— Begin INPUT MATERIAL —

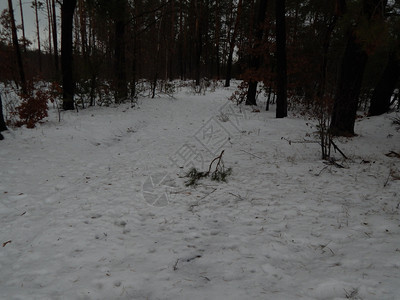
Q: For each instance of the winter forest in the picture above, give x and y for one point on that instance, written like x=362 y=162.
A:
x=199 y=149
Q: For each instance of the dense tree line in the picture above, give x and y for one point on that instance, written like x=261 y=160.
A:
x=337 y=54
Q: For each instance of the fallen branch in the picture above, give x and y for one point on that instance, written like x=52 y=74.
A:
x=5 y=243
x=337 y=148
x=251 y=154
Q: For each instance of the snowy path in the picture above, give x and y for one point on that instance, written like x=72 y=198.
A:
x=74 y=202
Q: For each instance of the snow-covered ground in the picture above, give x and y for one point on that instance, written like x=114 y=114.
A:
x=96 y=207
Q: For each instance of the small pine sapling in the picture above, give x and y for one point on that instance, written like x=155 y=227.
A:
x=219 y=174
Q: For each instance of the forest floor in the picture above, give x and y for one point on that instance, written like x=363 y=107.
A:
x=96 y=206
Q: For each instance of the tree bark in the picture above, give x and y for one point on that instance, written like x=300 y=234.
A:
x=232 y=44
x=55 y=41
x=281 y=100
x=351 y=74
x=67 y=13
x=3 y=126
x=16 y=48
x=255 y=59
x=348 y=89
x=120 y=62
x=36 y=5
x=22 y=25
x=380 y=101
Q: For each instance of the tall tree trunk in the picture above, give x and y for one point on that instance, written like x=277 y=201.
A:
x=197 y=41
x=16 y=48
x=119 y=54
x=351 y=74
x=3 y=126
x=281 y=100
x=232 y=44
x=380 y=101
x=22 y=25
x=67 y=14
x=255 y=59
x=36 y=6
x=55 y=40
x=49 y=22
x=348 y=89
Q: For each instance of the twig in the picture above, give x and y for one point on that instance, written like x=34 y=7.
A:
x=251 y=154
x=387 y=179
x=219 y=161
x=337 y=148
x=176 y=265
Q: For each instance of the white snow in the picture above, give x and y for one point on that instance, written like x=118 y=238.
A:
x=95 y=207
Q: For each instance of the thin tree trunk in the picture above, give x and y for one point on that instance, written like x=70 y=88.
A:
x=197 y=42
x=232 y=44
x=16 y=48
x=351 y=74
x=3 y=126
x=23 y=25
x=67 y=14
x=55 y=40
x=281 y=101
x=348 y=89
x=36 y=5
x=255 y=59
x=380 y=101
x=49 y=22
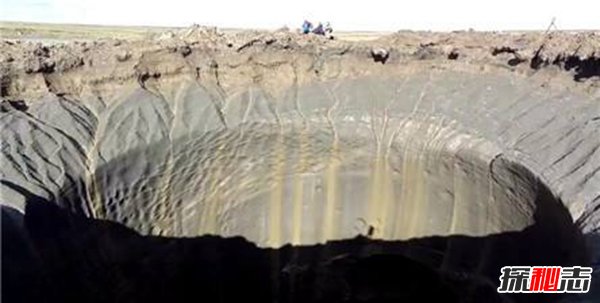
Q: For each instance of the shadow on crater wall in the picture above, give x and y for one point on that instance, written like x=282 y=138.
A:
x=57 y=256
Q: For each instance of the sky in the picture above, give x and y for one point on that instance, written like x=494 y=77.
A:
x=373 y=15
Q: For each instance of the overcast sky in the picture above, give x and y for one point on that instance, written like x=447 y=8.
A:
x=383 y=15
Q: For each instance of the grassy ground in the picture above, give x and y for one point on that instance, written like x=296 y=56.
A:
x=33 y=31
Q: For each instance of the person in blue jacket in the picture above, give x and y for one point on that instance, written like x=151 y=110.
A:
x=306 y=27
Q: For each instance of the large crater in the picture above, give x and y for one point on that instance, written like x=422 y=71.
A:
x=460 y=169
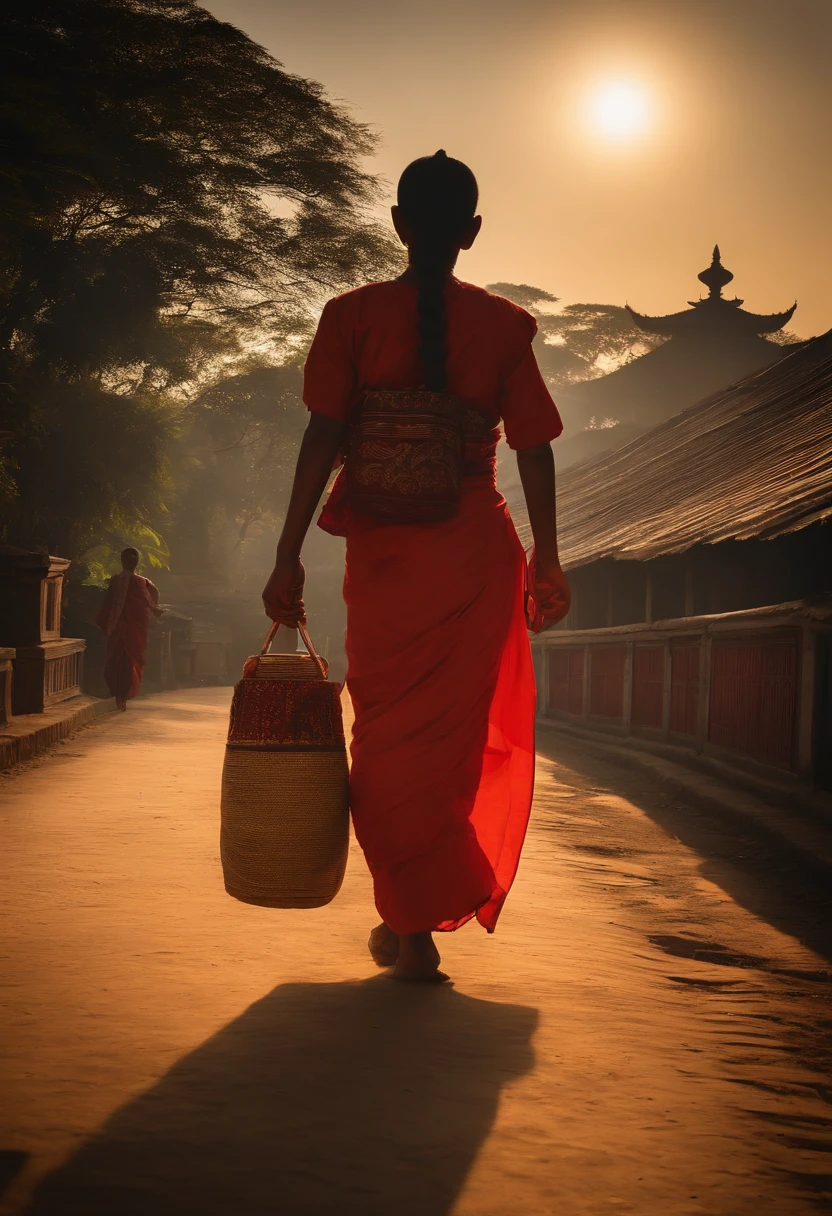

— End INPUT MATERIAL —

JOB:
Print all of the records above word for word, leaving out the pictures.

THE COMPLETED TASK:
Q: For each instance of the winter forest in the picture above, give x and y for one point on that instance, written like x=362 y=162.
A:
x=199 y=149
Q: For each instance of the dense tree line in the picture above, give x and y for one point on that instance, written like x=261 y=160.
A:
x=337 y=54
Q: For each instance of the fallen branch in the picture above, give x and y for one point on that instance, written like x=52 y=74.
A:
x=5 y=243
x=337 y=148
x=251 y=154
Q: For each instance of the snowy path in the picture above, give x and y for one point on that instance, written like x=72 y=198.
A:
x=74 y=202
Q: For each instance of the snow-covered ground in the picture above, give x and y for one point on that instance, written like x=114 y=114.
A:
x=96 y=207
Q: For each instance of the small pine sapling in the picture above, give x and y for one point on that instance, written like x=155 y=227.
A:
x=219 y=174
Q: For each instance of the forest floor in the picture above, give x and y for one point on that instance, written like x=363 y=107.
A:
x=96 y=206
Q: For each instance of the tree bark in the picture above, give x and y for one point on that instance, written like x=300 y=234.
A:
x=232 y=44
x=55 y=41
x=281 y=100
x=351 y=74
x=67 y=13
x=3 y=126
x=16 y=48
x=255 y=59
x=348 y=89
x=120 y=62
x=36 y=5
x=22 y=25
x=380 y=101
Q: For each instance of the tall tree trunk in the picture above, give x and y for one point on that instance, written like x=277 y=201.
A:
x=197 y=41
x=16 y=48
x=119 y=54
x=351 y=74
x=3 y=126
x=281 y=100
x=232 y=44
x=380 y=101
x=22 y=25
x=67 y=14
x=255 y=59
x=36 y=6
x=55 y=40
x=49 y=22
x=348 y=89
Q: For each instance of the twig in the picture above, give x and y for one point on that instance, written like x=34 y=7.
A:
x=251 y=154
x=387 y=179
x=219 y=161
x=337 y=148
x=176 y=265
Q: For each instance of the white snow in the picture above, give x and y for one point on that instance, written like x=118 y=238.
A:
x=95 y=207
Q: For each instance of the thin tree trunk in the picture above, give x and y for one point on that instance, written like x=70 y=88.
A:
x=197 y=42
x=232 y=44
x=16 y=48
x=351 y=74
x=3 y=126
x=23 y=25
x=67 y=14
x=55 y=40
x=281 y=101
x=348 y=89
x=36 y=5
x=255 y=59
x=380 y=101
x=49 y=22
Q: For each instance of the shadow on crater wall in the picture above, give x and y for one point on that instance, written like x=282 y=138.
A:
x=57 y=256
Q: For each instance of the sky in the picture above, give x and y for one point on that instance, written like x=494 y=77.
A:
x=373 y=15
Q: For each instance of the overcast sky in the picture above, give x and y for one point on that instance, written like x=447 y=8.
A:
x=383 y=15
Q: For each instance of the grassy ground in the picture above, give x and y for one point on that instance, written like x=296 y=56.
A:
x=33 y=31
Q: For each instance of the person in blue jacket in the picture above, give x and y for one point on that instance, written like x=151 y=110.
A:
x=306 y=27
Q: For each instance of the large crater in the picture above, give x and y for one point on that instance, written like x=422 y=71.
A:
x=460 y=169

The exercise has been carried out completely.